§ EXTRACTED MATERIAL

>>>>>

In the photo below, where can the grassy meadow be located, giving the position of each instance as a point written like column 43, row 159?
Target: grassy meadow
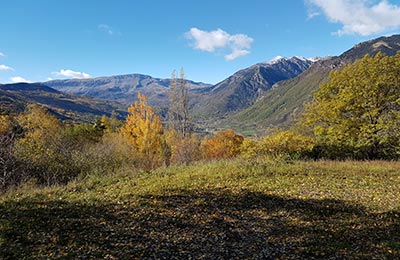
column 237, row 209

<<<<<
>>>>>

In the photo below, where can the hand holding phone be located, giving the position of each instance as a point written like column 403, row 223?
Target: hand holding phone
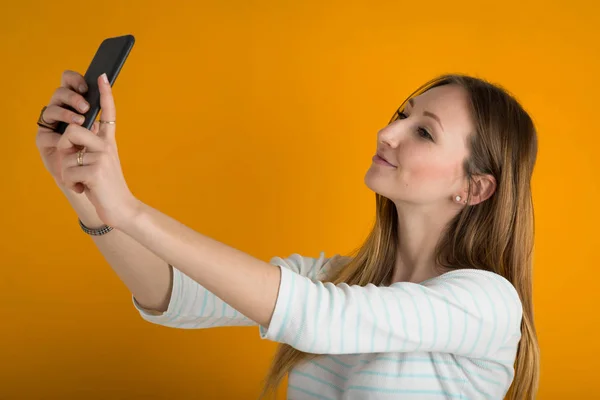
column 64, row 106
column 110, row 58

<<<<<

§ WHAT TO DO
Convert everything in the records above, from the line containing "In the photo below, where can the grassy" down to the line containing "column 237, row 209", into a Markdown table with the columns Number and Text. Give each line its own numbered row, skip blank lines, and leave the pictures out.

§ REPLY
| Number | Text |
|---|---|
| 1 | In the photo below, where can the grassy meadow be located, giving the position of each instance as a point written like column 43, row 159? |
| 2 | Target: grassy meadow |
| 3 | column 237, row 209 |